Questions on the material |
**a.** Decide whether each statement below agrees with the passage on ranges and Markush groups. For each one, answer yes or no and quote the words of the passage that decide it.
(i) A group having 1-3 cells or cores refers to groups having 1, 2, or 3 cells or cores.
(ii) Language such as "up to" and "at least" excludes the number recited.
(iii) A listed range can be broken down into at least equal halves, thirds, quarters, fifths, or tenths.
**b.** Write the next part of the passage on ranges and Markush groups, beginning after its final sentence.

Passage provided |
⁂

In addition, where features or aspects of the disclosure are described in terms of Markush groups, those skilled in the art will recognize that the disclosure is also thereby described in terms of any individual member or subgroup of members of the Markush group.
As will be understood by one skilled in the art, for any and all purposes, such as in terms of providing a written description, all ranges disclosed herein also encompass any and all possible subranges and combinations of subranges thereof. Any listed range can be easily recognized as sufficiently describing and enabling the same range being broken down into at least equal halves, thirds, quarters, fifths, tenths, etc. As a non-limiting example, each range discussed herein can be readily broken down into a lower third, middle third and upper third, etc. As will also be understood by one skilled in the art all language such as “up to,” “at least,” “greater than,” “less than,” and the like include the number recited and refer to ranges which can be subsequently broken down into subranges as discussed above. Finally, as will be understood by one skilled in the art, a range includes each individual member. Thus, for example, a group having 1-3 cells or cores refers to groups having 1, 2, or 3 cells or cores. Similarly, a group having 1-5 cells or cores refers to groups having 1, 2, 3, 4, or 5 cells or cores, and so forth.

⁂

Excerpted records |
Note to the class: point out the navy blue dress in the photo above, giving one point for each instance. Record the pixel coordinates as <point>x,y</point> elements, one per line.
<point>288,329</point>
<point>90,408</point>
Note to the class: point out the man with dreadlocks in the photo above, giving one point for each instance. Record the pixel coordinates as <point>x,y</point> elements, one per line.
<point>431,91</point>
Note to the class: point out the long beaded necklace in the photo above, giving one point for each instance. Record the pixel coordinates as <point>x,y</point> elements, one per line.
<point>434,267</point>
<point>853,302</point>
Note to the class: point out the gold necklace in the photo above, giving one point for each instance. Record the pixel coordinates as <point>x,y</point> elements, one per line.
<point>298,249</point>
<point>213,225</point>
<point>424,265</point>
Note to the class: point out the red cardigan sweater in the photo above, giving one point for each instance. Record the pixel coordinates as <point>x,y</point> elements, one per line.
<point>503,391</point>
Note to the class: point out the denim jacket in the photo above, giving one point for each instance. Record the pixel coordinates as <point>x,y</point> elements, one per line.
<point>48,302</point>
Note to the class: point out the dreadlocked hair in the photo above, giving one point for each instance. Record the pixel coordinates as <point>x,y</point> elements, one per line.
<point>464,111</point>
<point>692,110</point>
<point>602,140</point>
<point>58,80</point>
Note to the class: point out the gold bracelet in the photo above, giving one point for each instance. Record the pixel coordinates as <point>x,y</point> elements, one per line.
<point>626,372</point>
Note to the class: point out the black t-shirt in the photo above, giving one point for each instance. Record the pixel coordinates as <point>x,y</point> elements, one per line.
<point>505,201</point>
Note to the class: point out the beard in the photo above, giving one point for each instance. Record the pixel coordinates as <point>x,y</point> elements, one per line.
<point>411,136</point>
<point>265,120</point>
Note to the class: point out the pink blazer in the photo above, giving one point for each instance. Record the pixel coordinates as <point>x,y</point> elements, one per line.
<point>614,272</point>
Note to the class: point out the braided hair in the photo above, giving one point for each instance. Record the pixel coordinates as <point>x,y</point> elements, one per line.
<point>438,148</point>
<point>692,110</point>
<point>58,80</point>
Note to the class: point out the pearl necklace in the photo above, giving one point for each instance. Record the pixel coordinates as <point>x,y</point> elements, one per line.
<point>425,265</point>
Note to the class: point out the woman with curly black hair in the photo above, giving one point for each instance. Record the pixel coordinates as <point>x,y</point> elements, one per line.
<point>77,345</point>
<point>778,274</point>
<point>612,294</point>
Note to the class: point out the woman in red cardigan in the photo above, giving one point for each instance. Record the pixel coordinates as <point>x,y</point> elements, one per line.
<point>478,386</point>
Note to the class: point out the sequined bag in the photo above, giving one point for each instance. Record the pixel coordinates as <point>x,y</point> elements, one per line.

⁂

Task-by-task results |
**a.**
(i) Yes: "a group having 1-3 cells or cores refers to groups having 1, 2, or 3 cells or cores."
(ii) No: "all language such as “up to,” “at least,” “greater than,” “less than,” and the like include the number recited."
(iii) Yes: "Any listed range can be easily recognized as sufficiently describing and enabling the same range being broken down into at least equal halves, thirds, quarters, fifths, tenths, etc."

**b.**
While various aspects and examples have been disclosed herein, other aspects and examples will be apparent to those skilled in the art. The various aspects and examples disclosed herein are for purposes of illustration and are not intended to be limiting, with the true scope and spirit being indicated by the following claims.
The invention was made with the U.S. Government support, at least in part, by the Defense Advanced Research Projects Agency, Grant number F33615-03-C-4106. Thus, the U.S. Government may have certain rights to the invention.